• [REQUIRED WORK]:
Please quote the rows below word for word, starting at the line that contains "segment the black umbrella" and ending at the line that contains "143L230 147L227 148L227", with both of those lines included.

#####

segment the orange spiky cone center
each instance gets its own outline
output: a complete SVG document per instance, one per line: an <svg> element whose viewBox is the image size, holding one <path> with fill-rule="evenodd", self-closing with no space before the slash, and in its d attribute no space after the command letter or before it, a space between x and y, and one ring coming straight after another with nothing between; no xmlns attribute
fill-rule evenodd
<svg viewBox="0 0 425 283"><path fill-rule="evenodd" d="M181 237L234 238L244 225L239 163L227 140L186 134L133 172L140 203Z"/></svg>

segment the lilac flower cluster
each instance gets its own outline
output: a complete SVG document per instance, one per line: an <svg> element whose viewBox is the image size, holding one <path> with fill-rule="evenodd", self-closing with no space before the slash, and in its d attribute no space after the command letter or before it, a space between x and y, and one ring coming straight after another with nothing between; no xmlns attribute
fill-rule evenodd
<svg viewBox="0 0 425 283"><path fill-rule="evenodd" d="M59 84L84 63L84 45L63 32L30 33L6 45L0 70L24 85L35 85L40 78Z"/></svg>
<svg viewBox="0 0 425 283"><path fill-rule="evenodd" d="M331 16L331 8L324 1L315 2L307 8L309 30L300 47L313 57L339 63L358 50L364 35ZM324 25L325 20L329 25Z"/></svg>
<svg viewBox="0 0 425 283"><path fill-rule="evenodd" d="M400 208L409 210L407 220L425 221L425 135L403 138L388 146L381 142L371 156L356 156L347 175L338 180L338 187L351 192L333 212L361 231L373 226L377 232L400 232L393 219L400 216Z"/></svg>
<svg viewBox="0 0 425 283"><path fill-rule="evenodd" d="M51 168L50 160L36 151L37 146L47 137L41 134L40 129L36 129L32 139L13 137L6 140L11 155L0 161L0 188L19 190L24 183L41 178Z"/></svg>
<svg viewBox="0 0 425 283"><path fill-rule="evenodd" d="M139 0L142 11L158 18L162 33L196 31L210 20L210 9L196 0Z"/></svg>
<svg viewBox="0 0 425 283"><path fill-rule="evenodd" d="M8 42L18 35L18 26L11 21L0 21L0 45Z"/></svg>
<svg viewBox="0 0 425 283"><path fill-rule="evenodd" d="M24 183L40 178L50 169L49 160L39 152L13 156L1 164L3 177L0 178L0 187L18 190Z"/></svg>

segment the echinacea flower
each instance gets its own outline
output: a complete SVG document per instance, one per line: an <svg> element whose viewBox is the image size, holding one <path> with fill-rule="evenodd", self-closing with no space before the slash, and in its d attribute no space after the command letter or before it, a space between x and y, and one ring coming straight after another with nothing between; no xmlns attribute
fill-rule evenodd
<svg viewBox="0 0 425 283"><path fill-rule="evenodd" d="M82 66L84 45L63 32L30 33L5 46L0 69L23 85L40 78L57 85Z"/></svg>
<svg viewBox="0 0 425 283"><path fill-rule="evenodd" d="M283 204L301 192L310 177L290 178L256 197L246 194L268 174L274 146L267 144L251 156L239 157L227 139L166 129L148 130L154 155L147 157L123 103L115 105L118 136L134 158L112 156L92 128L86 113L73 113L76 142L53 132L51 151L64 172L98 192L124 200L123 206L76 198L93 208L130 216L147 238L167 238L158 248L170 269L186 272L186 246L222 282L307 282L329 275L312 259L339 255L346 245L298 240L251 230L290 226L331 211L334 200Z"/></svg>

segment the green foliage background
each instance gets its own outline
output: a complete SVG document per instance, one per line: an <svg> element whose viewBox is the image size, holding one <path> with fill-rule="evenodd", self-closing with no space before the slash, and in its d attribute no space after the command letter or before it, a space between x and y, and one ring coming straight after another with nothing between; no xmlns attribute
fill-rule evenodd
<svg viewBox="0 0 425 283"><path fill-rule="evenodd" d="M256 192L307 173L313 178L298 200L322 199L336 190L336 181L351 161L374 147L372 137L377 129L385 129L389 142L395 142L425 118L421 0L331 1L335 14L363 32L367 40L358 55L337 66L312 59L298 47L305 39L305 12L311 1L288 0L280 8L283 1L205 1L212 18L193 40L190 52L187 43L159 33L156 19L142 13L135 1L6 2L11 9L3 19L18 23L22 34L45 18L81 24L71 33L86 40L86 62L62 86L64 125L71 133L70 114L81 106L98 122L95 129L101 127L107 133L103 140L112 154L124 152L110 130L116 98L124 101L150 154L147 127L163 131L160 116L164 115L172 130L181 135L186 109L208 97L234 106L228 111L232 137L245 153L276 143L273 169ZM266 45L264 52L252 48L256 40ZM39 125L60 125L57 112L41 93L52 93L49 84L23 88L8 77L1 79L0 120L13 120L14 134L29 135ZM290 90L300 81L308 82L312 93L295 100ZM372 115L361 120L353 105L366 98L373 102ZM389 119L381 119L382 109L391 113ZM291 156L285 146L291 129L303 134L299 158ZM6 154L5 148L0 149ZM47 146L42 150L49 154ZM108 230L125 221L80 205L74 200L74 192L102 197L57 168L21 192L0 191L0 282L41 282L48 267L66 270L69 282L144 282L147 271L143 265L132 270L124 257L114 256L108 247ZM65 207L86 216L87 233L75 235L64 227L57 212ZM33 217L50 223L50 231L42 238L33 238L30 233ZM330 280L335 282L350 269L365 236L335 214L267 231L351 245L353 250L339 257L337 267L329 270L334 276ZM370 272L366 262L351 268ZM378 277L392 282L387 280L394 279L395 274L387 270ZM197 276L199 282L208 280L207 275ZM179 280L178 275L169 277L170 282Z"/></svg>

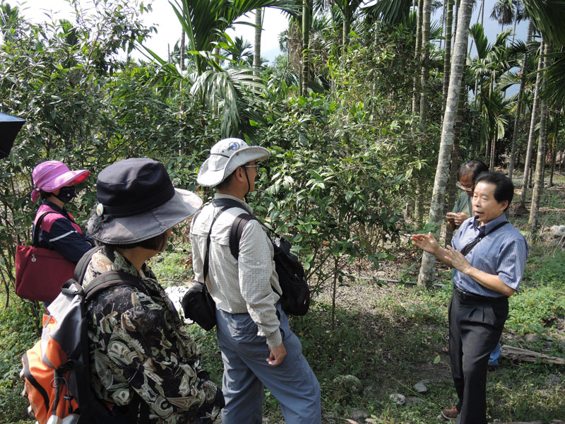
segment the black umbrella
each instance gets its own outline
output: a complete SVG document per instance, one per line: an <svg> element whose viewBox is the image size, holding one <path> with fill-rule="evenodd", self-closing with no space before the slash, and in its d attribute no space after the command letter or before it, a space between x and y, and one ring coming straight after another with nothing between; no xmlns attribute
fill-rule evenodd
<svg viewBox="0 0 565 424"><path fill-rule="evenodd" d="M16 136L20 132L25 119L0 113L0 159L4 159L12 150Z"/></svg>

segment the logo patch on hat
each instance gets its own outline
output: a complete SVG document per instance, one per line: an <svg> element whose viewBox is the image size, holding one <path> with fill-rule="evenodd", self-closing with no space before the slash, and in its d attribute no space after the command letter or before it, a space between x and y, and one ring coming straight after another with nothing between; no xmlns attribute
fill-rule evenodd
<svg viewBox="0 0 565 424"><path fill-rule="evenodd" d="M230 143L230 147L227 148L227 151L232 150L238 150L239 148L239 143L237 141L233 141Z"/></svg>

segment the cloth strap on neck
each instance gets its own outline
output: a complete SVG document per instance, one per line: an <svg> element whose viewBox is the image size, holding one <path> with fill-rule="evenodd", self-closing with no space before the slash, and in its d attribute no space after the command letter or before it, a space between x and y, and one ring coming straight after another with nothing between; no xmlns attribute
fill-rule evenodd
<svg viewBox="0 0 565 424"><path fill-rule="evenodd" d="M489 231L489 234L490 234L492 232L494 232L494 231L496 231L496 230L498 230L499 228L500 228L503 225L506 225L508 223L509 223L508 221L504 221L504 223L500 223L499 224L498 224L498 225L495 225L494 227L493 227L492 230ZM467 245L465 247L461 249L461 254L463 254L463 256L465 256L468 253L469 253L472 249L473 247L475 247L475 245L477 245L477 243L478 243L479 242L480 242L484 237L484 236L486 236L486 235L487 235L486 230L482 234L479 234L479 235L477 235L473 240L472 240L471 242L468 243Z"/></svg>

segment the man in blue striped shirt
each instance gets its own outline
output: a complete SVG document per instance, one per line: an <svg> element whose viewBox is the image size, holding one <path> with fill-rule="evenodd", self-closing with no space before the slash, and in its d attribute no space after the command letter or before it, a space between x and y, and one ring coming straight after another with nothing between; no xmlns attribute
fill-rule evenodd
<svg viewBox="0 0 565 424"><path fill-rule="evenodd" d="M451 374L459 401L441 413L458 424L487 423L487 364L508 317L508 298L518 290L528 258L525 239L504 215L514 195L502 174L485 172L476 181L475 216L463 223L441 247L429 233L412 244L453 268L449 305Z"/></svg>

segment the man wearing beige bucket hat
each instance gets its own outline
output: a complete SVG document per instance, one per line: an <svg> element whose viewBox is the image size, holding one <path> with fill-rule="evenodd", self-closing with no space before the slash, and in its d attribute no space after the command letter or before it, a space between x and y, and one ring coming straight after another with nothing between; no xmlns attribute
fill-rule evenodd
<svg viewBox="0 0 565 424"><path fill-rule="evenodd" d="M230 249L234 219L252 213L244 199L255 189L257 163L269 155L266 148L239 139L220 140L212 147L197 181L216 187L217 193L191 228L194 276L205 282L208 251L206 283L216 304L224 363L222 424L262 423L265 387L280 403L287 423L319 424L320 386L280 307L272 243L261 223L250 220L242 234L237 259ZM227 199L235 205L219 207Z"/></svg>

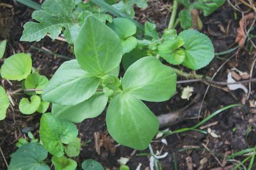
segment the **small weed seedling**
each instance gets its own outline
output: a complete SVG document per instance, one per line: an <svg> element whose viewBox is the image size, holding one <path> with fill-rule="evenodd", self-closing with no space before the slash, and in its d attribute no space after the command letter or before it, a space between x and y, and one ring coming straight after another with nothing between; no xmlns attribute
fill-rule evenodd
<svg viewBox="0 0 256 170"><path fill-rule="evenodd" d="M22 99L20 111L25 114L38 110L44 113L49 103L52 107L51 113L41 118L40 143L21 146L12 156L10 169L22 166L28 169L50 169L45 163L48 152L53 155L51 162L55 169L76 169L77 163L70 157L79 155L81 141L74 123L99 116L108 103L106 124L110 135L121 145L145 150L159 124L143 101L167 101L176 91L175 69L164 65L159 59L193 70L206 66L212 60L214 48L210 39L193 29L178 34L173 29L175 17L178 3L182 4L187 10L180 13L179 19L183 28L191 27L191 9L200 9L208 15L223 3L223 0L198 0L193 3L175 0L170 24L161 37L154 24L146 22L144 29L132 19L133 6L145 7L147 1L106 1L110 5L98 0L46 0L42 9L32 15L38 22L24 25L22 41L38 41L47 35L55 39L63 32L68 43L74 45L76 59L65 62L48 83L38 73L30 74L28 55L17 54L22 55L19 59L24 58L22 64L30 67L24 65L20 76L13 80L26 78L24 89L44 89L42 98L45 103L40 106L41 94L29 92L31 102ZM113 19L106 11L127 18ZM144 34L137 31L137 27ZM125 73L118 78L121 62ZM13 66L10 64L6 68ZM1 75L7 78L5 67L2 66ZM88 167L103 169L92 160L82 164L84 169L90 169Z"/></svg>

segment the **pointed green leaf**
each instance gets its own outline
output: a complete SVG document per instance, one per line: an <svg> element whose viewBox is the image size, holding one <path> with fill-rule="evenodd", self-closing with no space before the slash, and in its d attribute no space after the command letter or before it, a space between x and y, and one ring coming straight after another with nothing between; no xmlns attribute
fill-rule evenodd
<svg viewBox="0 0 256 170"><path fill-rule="evenodd" d="M72 30L79 27L74 20L75 6L73 0L46 0L42 6L42 10L35 11L32 14L32 18L38 22L28 22L24 25L20 41L39 41L47 33L52 39L55 39L64 27L66 39L70 43L74 42L76 37L72 36Z"/></svg>
<svg viewBox="0 0 256 170"><path fill-rule="evenodd" d="M80 149L81 139L76 138L65 148L65 152L69 157L77 157L80 153Z"/></svg>
<svg viewBox="0 0 256 170"><path fill-rule="evenodd" d="M100 163L93 159L87 159L83 162L82 169L84 170L104 170Z"/></svg>
<svg viewBox="0 0 256 170"><path fill-rule="evenodd" d="M76 126L70 122L61 120L45 113L40 121L40 136L44 146L54 156L64 154L63 144L68 144L77 136Z"/></svg>
<svg viewBox="0 0 256 170"><path fill-rule="evenodd" d="M47 111L49 105L50 103L42 101L40 104L39 105L39 108L37 109L36 111L41 113L44 113L46 112L46 111Z"/></svg>
<svg viewBox="0 0 256 170"><path fill-rule="evenodd" d="M74 44L81 67L91 74L103 75L120 63L122 48L115 32L93 17L87 17Z"/></svg>
<svg viewBox="0 0 256 170"><path fill-rule="evenodd" d="M52 162L54 166L55 170L76 170L77 166L77 164L75 160L70 158L66 158L64 156L61 157L53 156Z"/></svg>
<svg viewBox="0 0 256 170"><path fill-rule="evenodd" d="M147 101L170 99L176 91L176 74L154 57L132 64L122 79L124 91Z"/></svg>
<svg viewBox="0 0 256 170"><path fill-rule="evenodd" d="M81 69L76 60L62 64L42 93L44 101L76 105L89 99L100 80Z"/></svg>
<svg viewBox="0 0 256 170"><path fill-rule="evenodd" d="M50 167L44 162L47 152L41 144L25 144L11 157L8 170L50 170Z"/></svg>
<svg viewBox="0 0 256 170"><path fill-rule="evenodd" d="M225 0L197 0L193 6L204 11L204 16L208 16L225 3Z"/></svg>
<svg viewBox="0 0 256 170"><path fill-rule="evenodd" d="M6 40L5 39L0 43L0 59L4 57L6 46Z"/></svg>
<svg viewBox="0 0 256 170"><path fill-rule="evenodd" d="M48 79L45 76L41 76L37 73L30 74L25 80L24 87L26 89L44 90L47 85ZM40 94L42 91L36 91L36 94Z"/></svg>
<svg viewBox="0 0 256 170"><path fill-rule="evenodd" d="M6 116L6 110L10 106L10 101L5 90L1 86L0 86L0 120L2 120Z"/></svg>
<svg viewBox="0 0 256 170"><path fill-rule="evenodd" d="M52 115L58 118L81 122L86 118L94 118L100 115L108 103L108 97L103 93L95 93L88 100L74 106L52 104Z"/></svg>
<svg viewBox="0 0 256 170"><path fill-rule="evenodd" d="M31 72L32 60L29 54L19 53L4 60L1 68L1 76L10 80L20 81Z"/></svg>
<svg viewBox="0 0 256 170"><path fill-rule="evenodd" d="M184 41L184 66L196 70L204 67L214 57L214 48L211 39L194 29L185 30L179 36Z"/></svg>
<svg viewBox="0 0 256 170"><path fill-rule="evenodd" d="M106 115L108 131L118 143L145 150L157 133L157 118L138 98L120 94L110 101Z"/></svg>
<svg viewBox="0 0 256 170"><path fill-rule="evenodd" d="M41 103L41 99L38 96L30 97L30 102L27 98L21 99L19 104L19 109L24 115L31 115L36 111Z"/></svg>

#####

• [EXPECTED ANSWER]:
segment the black umbrella
each instance gets its own outline
output: a complete SVG document per instance, one per line: an <svg> element whose viewBox is the image size, holding one <path> with fill-rule="evenodd", self-closing with no space before the slash, and in its d attribute no space after the command letter or before it, a space between x and y, and one ring coming straight after another with nothing between; no xmlns attribute
fill-rule evenodd
<svg viewBox="0 0 565 424"><path fill-rule="evenodd" d="M16 136L20 132L25 119L0 113L0 159L4 159L12 150Z"/></svg>

segment the logo patch on hat
each instance gets its own outline
output: a complete SVG document per instance, one per line: an <svg> element whose viewBox is the image size, holding one <path> with fill-rule="evenodd", self-closing with no space before the slash, and in its d attribute no space after the command letter or before it, a space between x and y, and one ring coming straight after another with nothing between; no xmlns attribute
fill-rule evenodd
<svg viewBox="0 0 565 424"><path fill-rule="evenodd" d="M230 143L230 147L227 148L227 151L232 150L238 150L239 148L239 143L237 141L233 141Z"/></svg>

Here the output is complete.